== Document extract ==
# # # # #

The implication for everyday investors
There are a number of lessons that investors can take away from Bezos's focus on missionaries over mercenaries -- and it should be noted that Bezos himself is a missionary, obsessed with pleasing the customer, advancing new technology, and inventing and experimenting.
The biggest takeaway is that investors should start by focusing on founder-led companies, which have been shown to outperform other stocks. Entrepreneurs are likely to be the most passionate about their own businesses, as they are selling their own ideas and creations. While Bezos himself is a great example of why you should invest in founder-led companies, below are two more inspiring missionary-led companies that have delivered blockbuster results.
- Tesla (NASDAQ:TSLA) CEO Elon Musk wasn't technically a founder of Tesla, though he was retroactively named co-founder and has led the company since its early days. More than anyone else, Musk seems to be responsible for the electric vehicle revolution -- and we've now reached a tipping point in the eventual conversion from combustion vehicles to electric cars. Musk's persona is a big part of the cult feeling surrounding Tesla -- the stock, the brand, and the vehicles -- and under his guidance the company achieved what few once thought possible, building a high-performance electric car at scale. Musk is now one of the world's richest people, but he's still motivated by stretching the bounds of engineering at both Tesla and his space exploration company SpaceX. He also sees the climate crisis as a call to arms, and he's even told Detroit automakers to accelerate their transition to electric vehicles.

# # # # #

Image-grounded pointing data:
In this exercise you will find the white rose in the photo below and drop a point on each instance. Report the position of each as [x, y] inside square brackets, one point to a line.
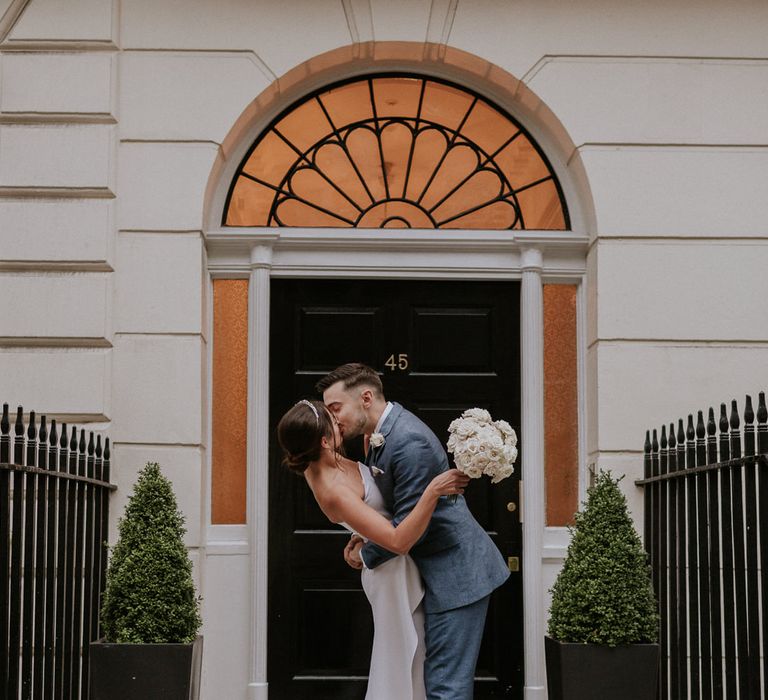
[463, 461]
[479, 414]
[472, 445]
[473, 472]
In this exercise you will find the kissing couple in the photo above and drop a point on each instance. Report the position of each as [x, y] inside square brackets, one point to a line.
[428, 567]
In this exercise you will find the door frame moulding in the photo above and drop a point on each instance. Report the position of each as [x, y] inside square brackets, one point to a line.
[533, 257]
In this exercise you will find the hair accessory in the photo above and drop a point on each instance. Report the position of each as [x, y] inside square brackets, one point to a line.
[312, 406]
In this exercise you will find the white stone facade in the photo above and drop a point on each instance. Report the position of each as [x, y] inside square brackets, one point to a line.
[121, 124]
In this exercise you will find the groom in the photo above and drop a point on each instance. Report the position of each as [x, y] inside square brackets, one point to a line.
[459, 563]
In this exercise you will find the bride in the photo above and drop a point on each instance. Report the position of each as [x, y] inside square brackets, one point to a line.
[347, 494]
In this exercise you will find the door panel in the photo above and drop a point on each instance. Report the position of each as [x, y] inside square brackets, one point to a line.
[442, 347]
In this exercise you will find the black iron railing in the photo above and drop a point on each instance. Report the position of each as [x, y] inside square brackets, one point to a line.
[54, 514]
[706, 531]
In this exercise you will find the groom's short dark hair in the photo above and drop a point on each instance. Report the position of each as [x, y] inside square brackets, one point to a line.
[352, 374]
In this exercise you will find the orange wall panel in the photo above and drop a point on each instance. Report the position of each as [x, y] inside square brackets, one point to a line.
[561, 415]
[230, 401]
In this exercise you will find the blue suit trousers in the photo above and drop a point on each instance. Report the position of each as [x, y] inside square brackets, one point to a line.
[453, 643]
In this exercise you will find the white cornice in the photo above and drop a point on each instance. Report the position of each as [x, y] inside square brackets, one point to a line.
[401, 253]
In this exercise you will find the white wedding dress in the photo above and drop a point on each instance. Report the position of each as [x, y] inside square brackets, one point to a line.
[395, 591]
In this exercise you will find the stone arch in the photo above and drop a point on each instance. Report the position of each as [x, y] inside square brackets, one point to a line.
[419, 59]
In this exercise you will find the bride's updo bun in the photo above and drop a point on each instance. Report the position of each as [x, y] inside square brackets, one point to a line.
[300, 432]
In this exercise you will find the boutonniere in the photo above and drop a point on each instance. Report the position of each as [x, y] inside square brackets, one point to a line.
[376, 440]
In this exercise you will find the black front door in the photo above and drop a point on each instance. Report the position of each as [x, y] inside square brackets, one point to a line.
[441, 347]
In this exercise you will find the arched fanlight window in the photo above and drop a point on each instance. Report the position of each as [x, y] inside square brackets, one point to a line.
[396, 151]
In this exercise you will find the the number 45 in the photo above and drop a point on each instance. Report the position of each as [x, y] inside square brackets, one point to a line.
[401, 362]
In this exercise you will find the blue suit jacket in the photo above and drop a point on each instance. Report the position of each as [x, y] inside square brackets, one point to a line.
[458, 561]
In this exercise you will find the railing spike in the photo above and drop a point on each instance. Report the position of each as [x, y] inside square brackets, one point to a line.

# # # # #

== Assigned task ==
Can you set down, word for word, everything in the passage on founder-led companies from "The implication for" down to "inventing and experimenting."?

== Answer space ==
The implication for everyday investors
There are a number of lessons that investors can take away from Bezos's focus on missionaries over mercenaries -- and it should be noted that Bezos himself is a missionary, obsessed with pleasing the customer, advancing new technology, and inventing and experimenting.